::: ФРАГМЕНТ ТЕКСТА

Простота повествования, о которой упоминают исследователи творчества Дефо как присущей ему манере, в романе "Роксана" кажущаяся. Помимо того, что за незатейливым повествованием Роксаны скрывается множество мыслей, психологических наблюдений, социальных рассуждений, тонких иронических замечаний и т. д., композиция его такова, что производит впечатление не однонаправленного и однородного течения, каким отличалась манера повествования в плутовских романах, а спиралевидного продвижения.

Простота не так уж свойственна и собственно стилю повествования, синтаксически изобилующему сложными конструкциями: многочисленными деепричастными оборотами, вводными словами и предложениями, различного вида сложноподчиненными предложениями с несколькими степенями подчинения, - подчас насыщенной определенными риторическими фигурами и оборотами, косвенной речью, периодами и т. д. Вот, к примеру, образец речи, загроможденной придаточными предложениями и оборотами:

"Через три-четыре дня, не более, в продолжение которых я и понятия не имела, чем он был занят, он преподнес мне красивую сумочку, вышитую бисером, и, приветствуя меня, как миледи (здесь он назвал мою фамилию), вручил ее мне вместе со своим портретом, обрамленным бриллиантами, и с брошью из драгоценного камня достоинством в тысячу пистолей; в сумочке же лежал его патент на звание баронета" [27. C. 194].

Подобные и еще более усложненные предложения и периоды встречаются довольно часто [27. C. 124, 125, 149, 200, 213]. Cтилистически текст достаточно сложен, хотя из-за непрестанного и внешне простого движения сюжета (как внутреннего, так и внешнего) производит впечатление той подкупающей простоты, которая составляет загадку Дефо. Д. Урнов отмечает:

"Дефо прежде всего просто передает простые действия и благодаря этому убеждает в невероятном, собственно, в чем угодно -какая-то пружина изнутри толкает слово за словом... У Дефо... -начало того реализма, какой найдем мы в каждой современной книге... Рассказывается о вещах самых невероятных через обыкновенные подробности" [51. C. 201].

"Роксана", подчас перегружая повествование многочисленными подробностями и деталями, нисколько не влияющими на ход повествования, но призванными усилить ощущение достоверности. Иногда эта достоверность, правда, намеренно нарушается какой-либо грубой неточностью, как бы испытывающей ее на прочность. Например, когда Роксана просчитывается в количестве законных детей и упоминает о 6 детях вместо 5 [27. C. 62], или ошибается в хронологии событий.

Однако своеобразие повествовательной и стилевой манеры "Роксаны"в ином, а именно в самом методе передачи рассказа, в сочетании примененной Дефо техники рококо и делового стиля, свойственного деловедению и отчасти мемуарному жанру.

Приметы техники рококо сказываются прежде всего в самом игровом способе построения героиней своего рассказа. Обладая внешне мемуарной формой, самоповествование дробится на серию посторонних точек видения, представляя своеобразную игру в объективность с плавающими системами отсчета.

::::::
::: ПРЕДОСТАВЛЕННЫЕ ЗАПИСИ

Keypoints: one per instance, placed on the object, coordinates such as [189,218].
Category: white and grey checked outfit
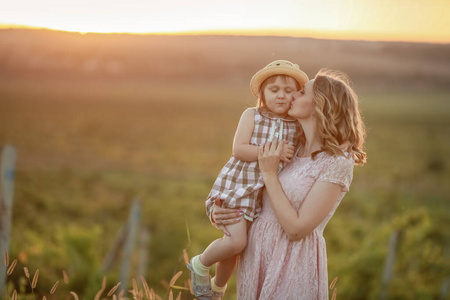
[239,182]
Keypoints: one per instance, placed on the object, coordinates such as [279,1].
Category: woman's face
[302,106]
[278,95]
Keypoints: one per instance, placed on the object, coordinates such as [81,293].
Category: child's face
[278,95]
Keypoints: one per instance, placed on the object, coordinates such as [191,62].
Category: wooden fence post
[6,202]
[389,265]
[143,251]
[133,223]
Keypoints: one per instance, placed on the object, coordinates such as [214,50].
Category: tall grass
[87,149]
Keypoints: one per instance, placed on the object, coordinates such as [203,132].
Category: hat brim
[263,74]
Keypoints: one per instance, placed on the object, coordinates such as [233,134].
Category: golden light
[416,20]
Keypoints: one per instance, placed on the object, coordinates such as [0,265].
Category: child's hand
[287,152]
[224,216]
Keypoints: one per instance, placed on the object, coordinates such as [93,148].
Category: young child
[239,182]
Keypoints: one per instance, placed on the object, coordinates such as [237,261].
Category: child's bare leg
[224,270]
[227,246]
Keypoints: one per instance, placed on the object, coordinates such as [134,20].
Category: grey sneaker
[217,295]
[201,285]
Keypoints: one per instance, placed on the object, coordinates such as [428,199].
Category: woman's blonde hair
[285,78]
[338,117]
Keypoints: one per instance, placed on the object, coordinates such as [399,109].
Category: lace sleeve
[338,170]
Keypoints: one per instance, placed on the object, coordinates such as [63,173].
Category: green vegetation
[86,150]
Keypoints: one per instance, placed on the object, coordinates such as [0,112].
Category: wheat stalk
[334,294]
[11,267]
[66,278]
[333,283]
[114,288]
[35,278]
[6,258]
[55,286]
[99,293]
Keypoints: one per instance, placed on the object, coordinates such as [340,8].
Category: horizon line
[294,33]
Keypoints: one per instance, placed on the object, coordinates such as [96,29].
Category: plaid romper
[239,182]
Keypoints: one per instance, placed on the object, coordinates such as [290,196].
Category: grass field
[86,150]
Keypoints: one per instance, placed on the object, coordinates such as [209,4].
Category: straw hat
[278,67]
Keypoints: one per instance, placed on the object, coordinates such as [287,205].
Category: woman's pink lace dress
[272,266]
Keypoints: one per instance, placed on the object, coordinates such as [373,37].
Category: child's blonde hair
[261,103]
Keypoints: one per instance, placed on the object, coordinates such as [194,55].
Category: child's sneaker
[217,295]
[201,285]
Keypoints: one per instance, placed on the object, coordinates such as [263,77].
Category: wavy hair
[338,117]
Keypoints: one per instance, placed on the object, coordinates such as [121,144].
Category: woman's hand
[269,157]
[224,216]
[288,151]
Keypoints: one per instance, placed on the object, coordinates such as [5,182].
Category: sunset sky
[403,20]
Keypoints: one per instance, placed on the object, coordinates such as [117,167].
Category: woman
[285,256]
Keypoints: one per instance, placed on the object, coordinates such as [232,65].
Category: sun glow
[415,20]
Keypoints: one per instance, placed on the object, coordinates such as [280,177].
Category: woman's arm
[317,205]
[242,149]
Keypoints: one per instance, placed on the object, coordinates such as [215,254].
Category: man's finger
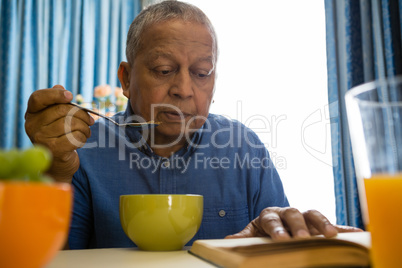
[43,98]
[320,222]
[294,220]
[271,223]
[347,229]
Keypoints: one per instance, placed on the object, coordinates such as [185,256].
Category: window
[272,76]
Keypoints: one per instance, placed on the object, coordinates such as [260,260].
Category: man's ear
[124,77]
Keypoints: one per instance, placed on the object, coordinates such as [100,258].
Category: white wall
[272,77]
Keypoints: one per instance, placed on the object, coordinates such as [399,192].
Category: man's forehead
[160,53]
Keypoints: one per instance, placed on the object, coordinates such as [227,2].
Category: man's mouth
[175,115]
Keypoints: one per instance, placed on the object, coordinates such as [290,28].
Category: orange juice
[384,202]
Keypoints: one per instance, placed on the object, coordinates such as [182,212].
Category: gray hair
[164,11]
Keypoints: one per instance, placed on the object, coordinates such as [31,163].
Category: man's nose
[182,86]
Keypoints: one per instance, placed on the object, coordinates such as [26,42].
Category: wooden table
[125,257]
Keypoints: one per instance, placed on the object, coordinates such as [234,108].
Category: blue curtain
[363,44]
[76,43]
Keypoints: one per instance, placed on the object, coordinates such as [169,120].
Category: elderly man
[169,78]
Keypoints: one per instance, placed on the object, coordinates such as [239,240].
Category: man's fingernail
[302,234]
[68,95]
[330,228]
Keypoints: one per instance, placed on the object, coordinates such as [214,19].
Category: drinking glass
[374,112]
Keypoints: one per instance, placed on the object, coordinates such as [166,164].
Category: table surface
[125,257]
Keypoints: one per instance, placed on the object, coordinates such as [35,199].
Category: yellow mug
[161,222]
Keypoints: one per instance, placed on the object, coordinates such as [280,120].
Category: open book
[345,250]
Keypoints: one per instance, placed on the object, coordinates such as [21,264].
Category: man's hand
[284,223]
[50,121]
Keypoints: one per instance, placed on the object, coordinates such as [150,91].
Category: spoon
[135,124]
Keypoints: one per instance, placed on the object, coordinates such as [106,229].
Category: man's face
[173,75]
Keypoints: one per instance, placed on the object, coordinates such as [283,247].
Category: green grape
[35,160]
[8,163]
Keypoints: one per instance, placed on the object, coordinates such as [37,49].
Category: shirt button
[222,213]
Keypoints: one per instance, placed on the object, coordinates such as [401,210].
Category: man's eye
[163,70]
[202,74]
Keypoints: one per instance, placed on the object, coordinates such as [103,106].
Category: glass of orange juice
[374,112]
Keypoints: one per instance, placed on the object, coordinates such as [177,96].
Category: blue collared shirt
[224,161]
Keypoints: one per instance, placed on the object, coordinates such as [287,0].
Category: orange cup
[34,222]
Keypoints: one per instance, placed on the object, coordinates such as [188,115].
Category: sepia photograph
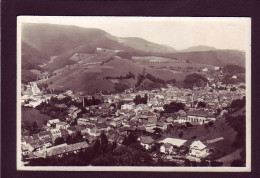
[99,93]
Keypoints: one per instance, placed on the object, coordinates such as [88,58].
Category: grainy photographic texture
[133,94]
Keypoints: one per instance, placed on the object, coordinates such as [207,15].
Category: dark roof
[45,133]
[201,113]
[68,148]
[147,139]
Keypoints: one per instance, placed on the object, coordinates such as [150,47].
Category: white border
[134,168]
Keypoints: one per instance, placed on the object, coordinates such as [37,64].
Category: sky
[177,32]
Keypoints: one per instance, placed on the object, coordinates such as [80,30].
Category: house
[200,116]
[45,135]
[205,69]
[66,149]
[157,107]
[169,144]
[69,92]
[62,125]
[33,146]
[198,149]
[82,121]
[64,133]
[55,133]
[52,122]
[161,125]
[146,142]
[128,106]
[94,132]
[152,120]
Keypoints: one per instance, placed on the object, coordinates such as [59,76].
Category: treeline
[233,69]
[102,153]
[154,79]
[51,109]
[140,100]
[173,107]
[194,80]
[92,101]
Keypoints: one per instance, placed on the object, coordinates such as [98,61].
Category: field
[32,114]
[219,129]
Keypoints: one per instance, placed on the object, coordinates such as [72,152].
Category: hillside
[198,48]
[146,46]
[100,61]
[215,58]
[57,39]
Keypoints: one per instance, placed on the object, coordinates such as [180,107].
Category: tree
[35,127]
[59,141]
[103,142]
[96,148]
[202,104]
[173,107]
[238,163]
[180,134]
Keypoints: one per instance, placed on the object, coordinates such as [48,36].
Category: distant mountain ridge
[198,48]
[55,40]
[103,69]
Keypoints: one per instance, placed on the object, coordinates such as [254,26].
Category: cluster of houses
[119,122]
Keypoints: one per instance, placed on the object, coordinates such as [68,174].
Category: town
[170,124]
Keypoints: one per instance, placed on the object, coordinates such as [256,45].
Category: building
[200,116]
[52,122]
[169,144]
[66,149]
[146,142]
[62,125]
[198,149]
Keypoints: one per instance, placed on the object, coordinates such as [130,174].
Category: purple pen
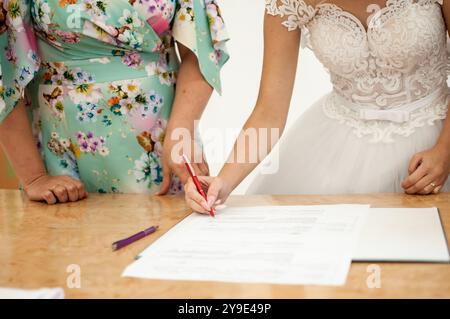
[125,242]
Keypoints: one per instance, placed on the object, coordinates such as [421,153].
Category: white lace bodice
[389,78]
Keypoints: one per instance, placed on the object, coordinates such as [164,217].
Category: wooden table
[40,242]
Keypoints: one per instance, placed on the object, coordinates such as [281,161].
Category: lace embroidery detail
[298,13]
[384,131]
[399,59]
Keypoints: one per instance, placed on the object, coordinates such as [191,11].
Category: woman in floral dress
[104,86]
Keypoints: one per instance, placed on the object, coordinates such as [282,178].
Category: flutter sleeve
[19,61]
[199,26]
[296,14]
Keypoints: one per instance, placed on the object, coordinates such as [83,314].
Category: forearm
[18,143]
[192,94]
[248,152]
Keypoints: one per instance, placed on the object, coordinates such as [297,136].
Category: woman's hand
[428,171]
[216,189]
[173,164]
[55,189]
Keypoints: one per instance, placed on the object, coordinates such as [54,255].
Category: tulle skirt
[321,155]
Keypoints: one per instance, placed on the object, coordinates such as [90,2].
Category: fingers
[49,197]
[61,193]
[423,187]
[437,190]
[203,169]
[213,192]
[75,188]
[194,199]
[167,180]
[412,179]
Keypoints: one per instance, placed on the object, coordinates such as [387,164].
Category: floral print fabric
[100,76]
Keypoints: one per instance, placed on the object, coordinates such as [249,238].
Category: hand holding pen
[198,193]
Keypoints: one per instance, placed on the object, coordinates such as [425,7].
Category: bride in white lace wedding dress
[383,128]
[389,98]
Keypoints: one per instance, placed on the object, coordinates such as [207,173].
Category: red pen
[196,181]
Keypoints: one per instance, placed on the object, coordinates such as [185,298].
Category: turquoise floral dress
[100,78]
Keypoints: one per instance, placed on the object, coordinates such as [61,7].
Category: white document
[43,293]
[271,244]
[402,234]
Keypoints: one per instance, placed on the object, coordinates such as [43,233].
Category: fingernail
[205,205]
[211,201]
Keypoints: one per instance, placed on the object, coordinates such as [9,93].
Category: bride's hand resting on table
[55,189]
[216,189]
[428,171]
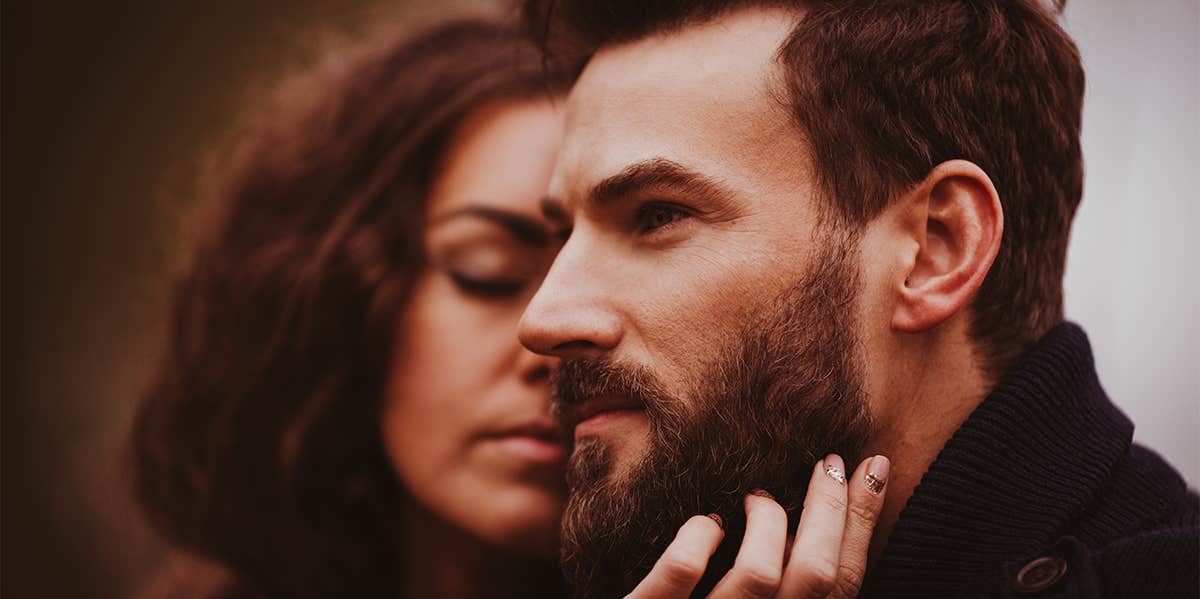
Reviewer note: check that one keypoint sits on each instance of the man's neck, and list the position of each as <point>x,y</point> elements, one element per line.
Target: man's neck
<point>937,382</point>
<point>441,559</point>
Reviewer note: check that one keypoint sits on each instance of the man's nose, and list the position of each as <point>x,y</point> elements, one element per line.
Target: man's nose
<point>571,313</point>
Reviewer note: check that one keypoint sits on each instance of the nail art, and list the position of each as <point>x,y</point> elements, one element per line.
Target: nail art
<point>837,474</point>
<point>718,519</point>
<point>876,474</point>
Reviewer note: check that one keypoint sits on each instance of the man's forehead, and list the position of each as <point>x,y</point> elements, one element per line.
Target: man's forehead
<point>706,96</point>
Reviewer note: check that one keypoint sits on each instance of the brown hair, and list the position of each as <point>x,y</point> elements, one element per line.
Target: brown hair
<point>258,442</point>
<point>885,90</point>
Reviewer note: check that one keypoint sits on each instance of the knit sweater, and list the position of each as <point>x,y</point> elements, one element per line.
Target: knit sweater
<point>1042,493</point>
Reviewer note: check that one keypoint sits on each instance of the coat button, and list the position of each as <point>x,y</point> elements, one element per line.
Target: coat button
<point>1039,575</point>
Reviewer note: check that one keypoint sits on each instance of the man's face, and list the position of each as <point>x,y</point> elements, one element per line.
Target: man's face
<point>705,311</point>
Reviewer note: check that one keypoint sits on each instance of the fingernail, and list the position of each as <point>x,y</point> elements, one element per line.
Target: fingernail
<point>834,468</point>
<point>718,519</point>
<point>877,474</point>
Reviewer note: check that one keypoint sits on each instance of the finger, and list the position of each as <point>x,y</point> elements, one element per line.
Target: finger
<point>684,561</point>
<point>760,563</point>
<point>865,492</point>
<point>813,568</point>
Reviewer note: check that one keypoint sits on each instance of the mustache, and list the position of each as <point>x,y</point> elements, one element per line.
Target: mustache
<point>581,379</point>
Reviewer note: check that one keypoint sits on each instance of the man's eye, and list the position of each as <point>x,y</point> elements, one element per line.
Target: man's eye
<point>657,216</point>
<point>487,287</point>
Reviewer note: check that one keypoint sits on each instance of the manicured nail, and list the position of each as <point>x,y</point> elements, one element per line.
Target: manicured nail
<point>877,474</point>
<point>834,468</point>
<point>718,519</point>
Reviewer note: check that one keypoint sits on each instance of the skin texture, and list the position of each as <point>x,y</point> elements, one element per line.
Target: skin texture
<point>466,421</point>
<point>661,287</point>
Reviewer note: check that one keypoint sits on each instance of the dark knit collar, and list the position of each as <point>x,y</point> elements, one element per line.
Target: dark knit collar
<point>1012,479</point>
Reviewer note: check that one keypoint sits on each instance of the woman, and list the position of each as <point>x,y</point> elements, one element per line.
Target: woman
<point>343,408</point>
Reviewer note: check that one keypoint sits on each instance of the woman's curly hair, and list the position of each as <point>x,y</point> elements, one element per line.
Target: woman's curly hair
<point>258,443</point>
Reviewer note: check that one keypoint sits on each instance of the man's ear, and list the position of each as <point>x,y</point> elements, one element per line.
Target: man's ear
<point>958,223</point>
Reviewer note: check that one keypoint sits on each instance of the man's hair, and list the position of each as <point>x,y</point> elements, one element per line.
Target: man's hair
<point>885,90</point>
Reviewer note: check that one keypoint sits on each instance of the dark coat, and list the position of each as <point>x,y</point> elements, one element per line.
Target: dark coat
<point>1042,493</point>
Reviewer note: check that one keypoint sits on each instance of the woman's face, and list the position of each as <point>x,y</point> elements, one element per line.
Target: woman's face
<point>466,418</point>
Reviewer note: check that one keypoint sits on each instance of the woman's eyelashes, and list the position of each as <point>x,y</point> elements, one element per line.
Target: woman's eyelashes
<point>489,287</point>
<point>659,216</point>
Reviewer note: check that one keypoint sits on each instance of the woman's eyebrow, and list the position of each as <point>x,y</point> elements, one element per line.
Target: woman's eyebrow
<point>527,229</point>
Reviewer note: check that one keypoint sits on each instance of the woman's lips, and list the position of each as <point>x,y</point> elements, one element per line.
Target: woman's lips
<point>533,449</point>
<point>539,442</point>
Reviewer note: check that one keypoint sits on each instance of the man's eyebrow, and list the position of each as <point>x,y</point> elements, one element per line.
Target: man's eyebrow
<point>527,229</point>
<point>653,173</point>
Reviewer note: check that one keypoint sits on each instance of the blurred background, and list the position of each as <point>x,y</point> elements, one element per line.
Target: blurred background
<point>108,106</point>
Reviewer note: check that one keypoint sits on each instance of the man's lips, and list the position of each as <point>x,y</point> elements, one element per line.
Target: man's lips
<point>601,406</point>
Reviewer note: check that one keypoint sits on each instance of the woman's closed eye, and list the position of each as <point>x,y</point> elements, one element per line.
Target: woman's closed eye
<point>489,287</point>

::::::

ЗАДАЧА 1: Перечислите все строки записей, где встречается слово "button", сохранив каждую строку без изменений.
ЗАДАЧА 2: Подхватите фрагмент о романе Дефо «Роксана» и продолжите его сразу после последнего предложения.

РЕЗУЛЬТАТ 1:
Category: shirt button
Reviewer note: check that one keypoint sits on each instance of the coat button, and list the position of each as <point>x,y</point> elements, one element per line.
Target: coat button

РЕЗУЛЬТАТ 2:
Героиня, повествуя о своей жизни, постоянно рассматривает то или иное событие, побуждение или мысль как бы со стороны, оценивая его дважды, а то и трижды или четырежды: с точки зрения себя тогдашней (эта оценка сводится обычно к самозащите), с точки зрения общечеловеческих законов, которые ей приходится преступать (эта точка зрения самого автора, который как бы вторгается в мышление героини в данных местах), с точки зрения своего партнера, то есть стороннего наблюдателя, с которым у нее происходит подробное обсуждение (Эми, ювелир, принц, голландский купец, милорд и т. д.) и с точки зрения себя нынешней, пишущей эти записки. Иными словами, происходит некое раздвоение или утроение образа авторского "Я", временная и пространственная его ретроспекция. Этим объясняются многочисленные повторы, когда героиня прокручивает событие с разных сторон, оценивая свои действия то так, то эдак, или упреждение того, что последует позже и возврат к тому, о чем уже говорилось. Иногда это затянувшиеся длительные периоды разглагольствований, передаваемых устами героини, затем устами служанки, затем -очередного "друга" и т. д. - то есть некоторая спиралевидность "сказа", усложненного и постоянно замедляемого ретроспективными петлями, создаваемыми воображением героини.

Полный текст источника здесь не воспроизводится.